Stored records
□ □ □

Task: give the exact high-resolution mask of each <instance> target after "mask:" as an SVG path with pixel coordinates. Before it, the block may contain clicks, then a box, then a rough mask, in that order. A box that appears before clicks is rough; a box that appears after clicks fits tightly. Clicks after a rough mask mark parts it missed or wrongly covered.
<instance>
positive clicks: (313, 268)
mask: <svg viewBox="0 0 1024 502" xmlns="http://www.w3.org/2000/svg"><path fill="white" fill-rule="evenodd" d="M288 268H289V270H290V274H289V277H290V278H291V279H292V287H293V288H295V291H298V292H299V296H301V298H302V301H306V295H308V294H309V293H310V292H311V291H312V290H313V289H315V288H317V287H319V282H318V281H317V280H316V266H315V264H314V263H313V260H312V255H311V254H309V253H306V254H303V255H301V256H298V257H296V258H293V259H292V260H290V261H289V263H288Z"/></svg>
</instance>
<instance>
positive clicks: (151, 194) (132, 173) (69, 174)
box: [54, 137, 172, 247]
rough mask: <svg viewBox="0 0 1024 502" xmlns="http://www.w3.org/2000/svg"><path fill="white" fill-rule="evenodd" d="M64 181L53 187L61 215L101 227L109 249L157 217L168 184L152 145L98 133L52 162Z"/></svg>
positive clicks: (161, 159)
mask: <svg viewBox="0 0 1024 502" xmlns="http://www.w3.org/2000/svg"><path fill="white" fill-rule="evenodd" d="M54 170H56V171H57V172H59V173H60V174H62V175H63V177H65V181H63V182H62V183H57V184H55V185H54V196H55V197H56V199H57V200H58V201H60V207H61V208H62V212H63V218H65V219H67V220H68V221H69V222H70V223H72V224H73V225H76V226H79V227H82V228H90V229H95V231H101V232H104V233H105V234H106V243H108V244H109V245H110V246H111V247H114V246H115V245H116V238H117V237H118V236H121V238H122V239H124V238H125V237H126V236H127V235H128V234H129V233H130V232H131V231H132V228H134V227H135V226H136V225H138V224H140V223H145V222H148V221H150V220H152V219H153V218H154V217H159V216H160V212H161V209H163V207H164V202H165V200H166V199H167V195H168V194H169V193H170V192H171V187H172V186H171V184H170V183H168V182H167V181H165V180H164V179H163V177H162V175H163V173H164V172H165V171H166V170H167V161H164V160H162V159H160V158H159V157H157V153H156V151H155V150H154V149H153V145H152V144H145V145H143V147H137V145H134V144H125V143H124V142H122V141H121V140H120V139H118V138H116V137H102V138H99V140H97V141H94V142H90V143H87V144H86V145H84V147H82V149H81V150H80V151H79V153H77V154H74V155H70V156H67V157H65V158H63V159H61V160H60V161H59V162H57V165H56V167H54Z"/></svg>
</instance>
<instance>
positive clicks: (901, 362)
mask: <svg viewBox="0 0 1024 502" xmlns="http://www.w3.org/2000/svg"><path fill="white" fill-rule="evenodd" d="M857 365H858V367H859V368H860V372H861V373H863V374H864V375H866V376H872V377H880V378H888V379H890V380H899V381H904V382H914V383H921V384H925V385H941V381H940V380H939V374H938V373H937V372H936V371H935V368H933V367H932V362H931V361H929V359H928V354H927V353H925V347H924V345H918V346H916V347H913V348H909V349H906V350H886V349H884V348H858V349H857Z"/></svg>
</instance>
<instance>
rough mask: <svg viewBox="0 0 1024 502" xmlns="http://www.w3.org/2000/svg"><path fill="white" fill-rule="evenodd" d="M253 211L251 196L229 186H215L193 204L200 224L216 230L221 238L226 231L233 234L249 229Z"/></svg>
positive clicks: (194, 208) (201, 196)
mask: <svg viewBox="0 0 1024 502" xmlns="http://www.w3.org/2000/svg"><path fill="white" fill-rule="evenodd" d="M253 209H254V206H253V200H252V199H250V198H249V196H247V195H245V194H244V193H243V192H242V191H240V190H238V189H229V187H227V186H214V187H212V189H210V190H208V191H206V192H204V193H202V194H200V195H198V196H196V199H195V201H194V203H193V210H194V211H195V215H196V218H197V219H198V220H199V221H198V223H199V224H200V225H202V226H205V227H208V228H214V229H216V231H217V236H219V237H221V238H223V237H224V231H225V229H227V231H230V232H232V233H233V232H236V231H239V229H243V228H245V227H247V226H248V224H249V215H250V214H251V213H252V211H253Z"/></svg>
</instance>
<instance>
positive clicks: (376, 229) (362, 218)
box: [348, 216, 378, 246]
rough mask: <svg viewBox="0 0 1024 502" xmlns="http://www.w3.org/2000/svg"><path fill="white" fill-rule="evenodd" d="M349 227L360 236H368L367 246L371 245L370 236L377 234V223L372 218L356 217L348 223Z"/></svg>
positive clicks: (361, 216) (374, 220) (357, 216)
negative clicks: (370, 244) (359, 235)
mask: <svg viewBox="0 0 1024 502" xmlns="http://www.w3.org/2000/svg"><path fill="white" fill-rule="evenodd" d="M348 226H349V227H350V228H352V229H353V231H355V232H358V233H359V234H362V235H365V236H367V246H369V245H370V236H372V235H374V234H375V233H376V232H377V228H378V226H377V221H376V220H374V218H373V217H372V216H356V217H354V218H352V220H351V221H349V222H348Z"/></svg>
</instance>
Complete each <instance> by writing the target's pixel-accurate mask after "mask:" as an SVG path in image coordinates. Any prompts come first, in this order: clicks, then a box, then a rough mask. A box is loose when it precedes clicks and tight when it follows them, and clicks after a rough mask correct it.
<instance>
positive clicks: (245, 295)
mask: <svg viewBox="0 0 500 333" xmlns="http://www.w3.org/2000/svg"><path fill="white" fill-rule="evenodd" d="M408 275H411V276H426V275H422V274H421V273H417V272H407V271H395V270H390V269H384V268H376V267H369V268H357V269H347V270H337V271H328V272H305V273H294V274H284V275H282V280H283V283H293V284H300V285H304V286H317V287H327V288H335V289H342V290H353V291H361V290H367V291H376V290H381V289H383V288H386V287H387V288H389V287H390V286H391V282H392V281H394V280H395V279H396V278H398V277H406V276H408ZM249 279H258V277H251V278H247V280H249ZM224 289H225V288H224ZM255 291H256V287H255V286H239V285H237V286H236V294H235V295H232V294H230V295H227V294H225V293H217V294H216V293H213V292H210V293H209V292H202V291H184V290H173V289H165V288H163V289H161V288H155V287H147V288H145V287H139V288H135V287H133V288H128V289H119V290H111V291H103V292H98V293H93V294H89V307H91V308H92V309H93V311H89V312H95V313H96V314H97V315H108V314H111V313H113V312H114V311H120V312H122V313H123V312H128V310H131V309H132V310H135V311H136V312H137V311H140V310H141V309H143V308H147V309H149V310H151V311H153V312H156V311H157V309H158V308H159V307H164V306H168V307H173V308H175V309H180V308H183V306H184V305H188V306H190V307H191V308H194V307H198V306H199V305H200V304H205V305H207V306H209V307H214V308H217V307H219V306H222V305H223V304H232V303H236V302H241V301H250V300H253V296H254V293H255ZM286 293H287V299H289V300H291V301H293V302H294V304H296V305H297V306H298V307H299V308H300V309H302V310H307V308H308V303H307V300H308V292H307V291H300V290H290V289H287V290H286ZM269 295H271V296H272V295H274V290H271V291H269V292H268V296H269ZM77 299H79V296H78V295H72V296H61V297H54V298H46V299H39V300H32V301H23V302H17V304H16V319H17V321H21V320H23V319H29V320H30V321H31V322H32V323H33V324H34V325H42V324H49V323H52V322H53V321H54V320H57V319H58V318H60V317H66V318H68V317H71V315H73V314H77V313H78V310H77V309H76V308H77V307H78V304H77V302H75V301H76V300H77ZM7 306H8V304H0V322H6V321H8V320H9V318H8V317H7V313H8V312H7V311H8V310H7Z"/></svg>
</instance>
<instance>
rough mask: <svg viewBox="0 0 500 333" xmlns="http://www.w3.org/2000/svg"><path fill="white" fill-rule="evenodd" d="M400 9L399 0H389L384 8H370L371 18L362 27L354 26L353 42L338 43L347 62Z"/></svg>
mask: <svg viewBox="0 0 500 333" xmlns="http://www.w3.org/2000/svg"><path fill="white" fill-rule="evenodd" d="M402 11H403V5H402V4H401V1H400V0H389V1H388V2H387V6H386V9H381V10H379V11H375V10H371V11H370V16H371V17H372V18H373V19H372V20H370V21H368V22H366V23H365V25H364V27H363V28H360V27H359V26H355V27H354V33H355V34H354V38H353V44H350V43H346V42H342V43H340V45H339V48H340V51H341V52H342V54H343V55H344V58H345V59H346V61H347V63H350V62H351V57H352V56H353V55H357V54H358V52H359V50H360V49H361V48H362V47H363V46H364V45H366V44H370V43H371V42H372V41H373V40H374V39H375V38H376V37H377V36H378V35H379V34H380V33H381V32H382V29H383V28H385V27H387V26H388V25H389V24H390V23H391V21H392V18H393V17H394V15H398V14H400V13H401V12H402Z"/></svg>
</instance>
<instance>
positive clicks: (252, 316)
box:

□ □ □

EXERCISE INSTRUCTIONS -
Copy out everything from the beginning of the data down to the line containing "box: [54, 137, 172, 247]", including both ends and changing nothing.

EXERCISE RESULT -
Task: give the exact high-resolution mask of each <instance> target after "mask:" as an SVG path with pixel coordinates. Before it, the block may contain clicks, then a box, then a rough mask, in that order. A box that appears before clicks is rough; a box that appears after clicks fits tightly. Clicks after a rough mask mark parts it missed or wrongly covered.
<instance>
positive clicks: (313, 268)
mask: <svg viewBox="0 0 1024 502" xmlns="http://www.w3.org/2000/svg"><path fill="white" fill-rule="evenodd" d="M288 268H289V270H290V274H289V277H290V278H291V279H292V287H293V288H295V291H298V292H299V296H301V298H302V301H306V295H308V294H309V293H310V292H311V291H312V290H313V289H315V288H317V287H319V282H318V281H317V280H316V266H315V264H314V263H313V260H312V255H311V254H309V253H306V254H303V255H301V256H298V257H296V258H293V259H292V260H290V261H289V263H288Z"/></svg>
</instance>
<instance>
positive clicks: (151, 194) (132, 173) (69, 174)
box: [54, 137, 172, 247]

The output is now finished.